• [THE TASK]
A word-for-word restatement of every entry is what is needed here.

START EXCERPTED DATA

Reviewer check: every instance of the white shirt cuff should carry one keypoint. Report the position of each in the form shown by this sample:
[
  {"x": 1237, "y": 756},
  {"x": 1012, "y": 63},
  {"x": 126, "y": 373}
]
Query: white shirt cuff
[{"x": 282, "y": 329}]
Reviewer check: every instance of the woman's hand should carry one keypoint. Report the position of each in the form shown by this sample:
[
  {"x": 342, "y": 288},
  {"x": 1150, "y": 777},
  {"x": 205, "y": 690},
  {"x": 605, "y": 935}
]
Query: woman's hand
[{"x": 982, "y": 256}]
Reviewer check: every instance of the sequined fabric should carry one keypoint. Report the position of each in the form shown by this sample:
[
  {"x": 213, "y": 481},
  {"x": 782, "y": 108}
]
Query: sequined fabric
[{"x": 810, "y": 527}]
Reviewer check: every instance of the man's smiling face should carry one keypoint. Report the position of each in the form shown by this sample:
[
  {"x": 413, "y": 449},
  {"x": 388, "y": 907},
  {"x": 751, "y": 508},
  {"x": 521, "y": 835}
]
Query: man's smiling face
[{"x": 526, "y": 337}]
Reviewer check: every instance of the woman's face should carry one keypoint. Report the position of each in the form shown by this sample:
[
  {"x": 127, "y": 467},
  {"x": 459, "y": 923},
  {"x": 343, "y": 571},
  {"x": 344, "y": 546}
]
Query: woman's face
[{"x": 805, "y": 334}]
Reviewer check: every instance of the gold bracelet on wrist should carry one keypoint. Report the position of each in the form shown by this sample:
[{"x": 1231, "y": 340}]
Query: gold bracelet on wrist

END EXCERPTED DATA

• [FINISHED EXERCISE]
Reviewer check: every instance of the white shirt cuff should carry one keypoint. Report the position of each in the form shown by this sample:
[
  {"x": 1237, "y": 756},
  {"x": 1012, "y": 63},
  {"x": 126, "y": 373}
]
Query: white shirt cuff
[{"x": 282, "y": 329}]
Reviewer check: every instance of the woman's hand should carry one keypoint. Report the position of each in the form shown by this sample:
[
  {"x": 342, "y": 288},
  {"x": 1150, "y": 777},
  {"x": 205, "y": 690},
  {"x": 605, "y": 935}
]
Query: woman's hand
[{"x": 982, "y": 256}]
Reviewer check: every instance of the sequined fabric should carry one keypoint. Report the position of each in the form shown by this sample:
[
  {"x": 213, "y": 481},
  {"x": 782, "y": 108}
]
Query: sequined fabric
[{"x": 810, "y": 527}]
Reviewer check: every instance of the man's smiling face should carry one keypoint. Report the position of each in the form shown by this sample:
[
  {"x": 413, "y": 449},
  {"x": 388, "y": 907},
  {"x": 751, "y": 508},
  {"x": 521, "y": 835}
]
Query: man's smiling face
[{"x": 526, "y": 337}]
Reviewer check: every instance of the woman's face should carry one keypoint. Report the position of each in the form shown by this sample:
[
  {"x": 127, "y": 467},
  {"x": 459, "y": 923},
  {"x": 343, "y": 571},
  {"x": 344, "y": 546}
]
Query: woman's face
[{"x": 805, "y": 334}]
Reviewer check: every instance of the gold bracelet on wrist should carry one keypoint. Report the position of each in the form shown by this sample:
[{"x": 1231, "y": 340}]
Query: gold bracelet on wrist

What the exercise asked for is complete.